この文の目的語(O)に当たる部分は the structure of the woodpecker ですが、これ以下すべて、すなわち the structure, for instance, of the woodpecker, with its feet, tail, beak, and tongue, so admirably adapted to catch insects under the bark of trees の部分が目的語(O)に関連しています。
(ただし、後述する for instance と with its feet, tail, beak, and tongue は含まれません)

たとえばもし目的語(O) が the structure of the woodpecker だけであれば to attribute the structure, for instance, of the woodpecker to mere external conditions としても何ら問題ありません。

 

しかし実際は the structure of the woodpecker を修飾する語句が tree まで続いているためこれを attribute の直後に置こうとすると、

attribute (the structure, for instance, of the woodpecker, with its feet, tail, beak, and tongue, so admirably adapted to catch insects under the bark of trees) (to mere external conditions)

と to mere external conditions が attribute からかなり離れた位置に来ることになって意味が分かりにくくなってしまいます。

 

このように修飾語句を含めた目的語(O)の部分が長い場合には後回しになる場合があるというケーススタディでした。

 

なるほどね。
· · · ·
取り組む課題:
1. 英文の目的語の語順についての解説によると、修飾語句を含めた目的語が長いときはどうなることがありますか。
2. 英文の目的語の語順についての解説を、最後の文の続きから書き継いでください。
この後に並ぶ行は、ここでの作業とは関係がありません。

データの内容:
· · · ·
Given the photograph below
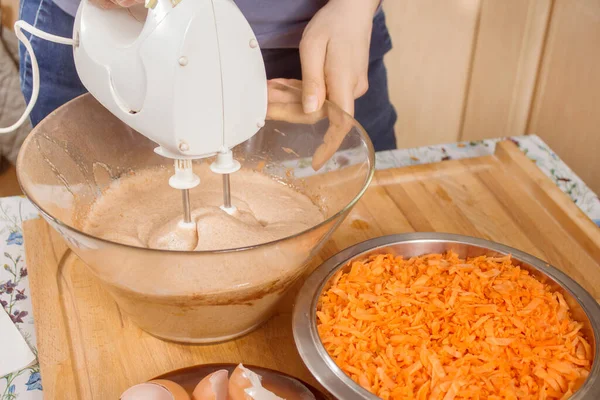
· · · ·
課題ごとの解答:
1. 後回しになる場合があります。

2.
余談ですが、to mere external conditions, the structure とコンマの前後が名詞なので同格、conditions = structure となっている可能性があります。しかし、「構造である条件」や「条件、すなわち構造」と同格と解釈すると意味不明になってしまいます。よってconditions = structure の線は消えます。

 

 

 

*名詞 + "、"+ 名詞の同格について

 

SVOO以外で名詞が2つ並ぶパターンの1つがこのコンマを挟んだ名詞 + "、"+ 名詞のパターンです(もっと簡単なものに a chocolate factory のようなパターンもあります)。

 

The man's name is Edisonthe inventor of the lightbulb. 

という文で Edison = the inventor of the lightbulb の関係が成り立ちます。意味は「電球の発明者であるエジソン」となります。

 

他にも訳し方があって、

Homo sapiensthe modern human 

であれば Homo sapiens = the modern human で
「ホモサピエンス、
すなわち現代人」

と訳すことができます。

 

さらにコンマのないパターンもあり,

We moderns are ...... 

では「われわれ現代人は」

となります。

 

3. 挿入の見極め

今回の文の次のパートでは実は挿入句が2つ隠れて(?)いますが、さてどれとどれでしょう?

the structure, for instance, of the woodpecker, with its feet, tail, beak, and tongue, so admirably adapted to catch insects under the bark of trees.

 

1. for instance
2. with its feet, tail, beak, and tongue

 

これってどっちもさっき”含まれません”って言ってたやつじゃない?

ピンポ~ン!

 

これらの発見のポイントはコンマ(,)挿入句(節)はコンマで区切られます。そして1つ目の for instance の前後をよく見てみると確かにコンマがあります。

 

もう一つは with its feet, tail, beak, and tongue ですが、for instance 以降を見てみると、of the woodpecker, with its feet, tail, beak, and tongue, so admirably adapted.... となんと5つもコンマがあるじゃないですか。でも、ひるむ必要はありません。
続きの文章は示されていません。